Task to carry out ->
Copy out the data word for word. The images are not part of the copy.

━━ Extracted entries

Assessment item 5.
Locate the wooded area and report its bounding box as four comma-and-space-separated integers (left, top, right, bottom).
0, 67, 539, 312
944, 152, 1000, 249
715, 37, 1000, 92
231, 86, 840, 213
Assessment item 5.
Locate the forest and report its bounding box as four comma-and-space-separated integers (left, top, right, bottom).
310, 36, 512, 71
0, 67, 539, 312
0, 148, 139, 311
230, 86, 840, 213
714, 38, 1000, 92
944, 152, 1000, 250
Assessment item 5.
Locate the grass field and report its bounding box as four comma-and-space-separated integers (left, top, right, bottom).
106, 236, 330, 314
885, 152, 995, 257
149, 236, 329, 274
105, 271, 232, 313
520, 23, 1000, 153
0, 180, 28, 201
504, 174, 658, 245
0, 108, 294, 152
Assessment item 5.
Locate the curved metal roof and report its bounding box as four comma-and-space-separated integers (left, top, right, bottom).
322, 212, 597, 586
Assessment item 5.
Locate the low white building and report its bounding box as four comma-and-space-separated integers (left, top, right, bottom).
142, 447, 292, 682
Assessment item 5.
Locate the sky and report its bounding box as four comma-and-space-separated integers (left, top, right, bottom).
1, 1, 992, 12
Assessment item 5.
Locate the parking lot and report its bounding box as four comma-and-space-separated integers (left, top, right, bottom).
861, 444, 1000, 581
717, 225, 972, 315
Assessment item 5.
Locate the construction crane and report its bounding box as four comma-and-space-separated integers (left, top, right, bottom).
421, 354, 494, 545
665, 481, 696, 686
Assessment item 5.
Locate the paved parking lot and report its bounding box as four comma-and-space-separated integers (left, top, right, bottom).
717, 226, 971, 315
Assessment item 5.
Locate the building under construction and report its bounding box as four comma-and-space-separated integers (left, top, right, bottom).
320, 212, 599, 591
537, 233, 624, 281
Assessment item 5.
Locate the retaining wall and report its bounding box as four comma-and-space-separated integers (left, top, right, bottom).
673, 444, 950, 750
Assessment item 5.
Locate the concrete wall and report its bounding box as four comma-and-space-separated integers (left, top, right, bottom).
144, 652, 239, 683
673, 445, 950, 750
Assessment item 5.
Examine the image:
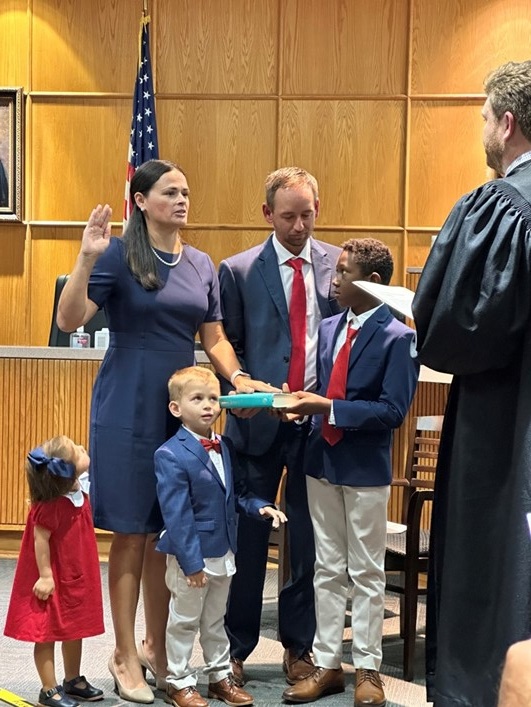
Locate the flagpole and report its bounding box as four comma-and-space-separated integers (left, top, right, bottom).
124, 3, 159, 224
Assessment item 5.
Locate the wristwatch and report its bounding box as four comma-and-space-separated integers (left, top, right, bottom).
230, 369, 251, 385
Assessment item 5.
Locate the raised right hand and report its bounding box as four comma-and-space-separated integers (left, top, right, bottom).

━━━━

Solution to this problem ->
Assessment item 5.
Locate the wooded area and report its bounding box as four comma-and-space-separated integers (left, top, right, bottom).
0, 67, 539, 312
944, 152, 1000, 249
715, 37, 1000, 92
231, 86, 840, 213
Assessment item 5.
Locate the forest and report its bounding box as four comma-and-space-separated integers (left, top, right, bottom).
310, 36, 512, 71
0, 67, 539, 312
0, 148, 139, 311
230, 86, 840, 213
714, 38, 1000, 92
944, 152, 1000, 250
Assessment item 5.
Locate the grass field and report its bounding box as four comma-and-space-separated integers (left, top, right, bottom).
106, 236, 330, 314
885, 152, 995, 257
149, 236, 329, 274
105, 271, 232, 313
520, 23, 1000, 153
0, 180, 28, 201
504, 174, 658, 245
0, 108, 294, 152
Assessment item 5.
Locate the curved metal roof and report its bounding box as four comma-and-space-separated integers (left, top, right, bottom).
322, 212, 597, 586
Assessment item 5.
Locate the low white building and report its bounding box as four comma-and-space-separated integers (left, top, right, bottom).
142, 447, 292, 682
Assessment item 5.
Locate the sky and report its bounding box as four comma-and-space-separated integers (left, top, right, bottom).
1, 1, 992, 12
Assessment item 5.
Locate the parking lot and report its bounding box as four comma-and-space-separated integers (left, top, right, bottom).
861, 444, 1000, 581
717, 225, 972, 315
Assessment item 5.
Locate the construction crane and report its bounding box as four comma-and-space-separated integers (left, top, right, bottom).
421, 354, 494, 545
665, 481, 696, 686
Assessment item 5.
Locate the paved parking lot and report its bounding box as four comma-and-space-separated integers (left, top, right, bottom).
717, 226, 971, 315
Assessment item 5.
Locate the building under construction and report its bounding box as four comma-and-space-separated integers (left, top, right, bottom).
320, 212, 599, 591
537, 233, 624, 281
Assessment item 5.
Locate the retaining wall and report its bounding box as four comma-and-space-separated integers (left, top, right, bottom).
673, 444, 950, 750
Assessment item 5.
Locate the concrete wall and report its bounding box as four comma-and-space-separated integers (left, top, right, bottom).
144, 652, 239, 683
673, 445, 950, 750
Assessment item 5.
Examine the image:
Locate the flagpole and report its bounding box as four comma-and-space-separated integers (left, top, right, bottom).
124, 3, 159, 224
Assessment item 5.
Locate the wristwatch and report its bounding box as four comma-and-space-separated integers (left, top, right, bottom).
230, 369, 251, 385
Assessment item 5.
Locate the raised right hand and report its bounding box as four comma-and-space-separated integers (left, top, right, bottom).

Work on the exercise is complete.